**RECORDED INFORMATION**.
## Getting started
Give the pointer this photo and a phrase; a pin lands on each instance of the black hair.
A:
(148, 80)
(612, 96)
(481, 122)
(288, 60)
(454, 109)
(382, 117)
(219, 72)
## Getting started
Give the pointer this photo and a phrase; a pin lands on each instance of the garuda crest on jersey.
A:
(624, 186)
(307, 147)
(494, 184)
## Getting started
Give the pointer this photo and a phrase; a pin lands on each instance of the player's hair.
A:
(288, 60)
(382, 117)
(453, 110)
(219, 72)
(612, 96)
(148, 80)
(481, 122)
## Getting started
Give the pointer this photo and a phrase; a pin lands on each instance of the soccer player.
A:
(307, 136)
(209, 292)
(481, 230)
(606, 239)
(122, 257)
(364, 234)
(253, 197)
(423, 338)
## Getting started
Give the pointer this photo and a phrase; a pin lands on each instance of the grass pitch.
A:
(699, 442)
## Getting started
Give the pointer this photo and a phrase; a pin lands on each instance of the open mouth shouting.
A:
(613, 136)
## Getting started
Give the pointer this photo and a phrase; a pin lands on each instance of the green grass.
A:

--

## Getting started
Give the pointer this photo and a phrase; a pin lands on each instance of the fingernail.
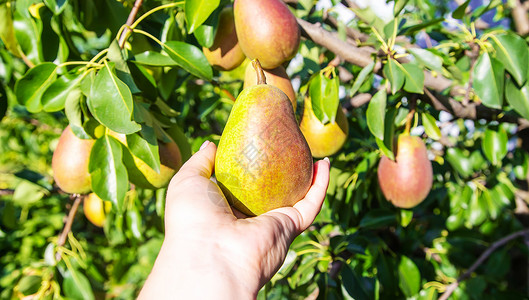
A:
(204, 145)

**WHAT YOU SHOULD DO**.
In the records above, count the lines holding the word "this"; give only that number.

**ANSWER SPACE**.
8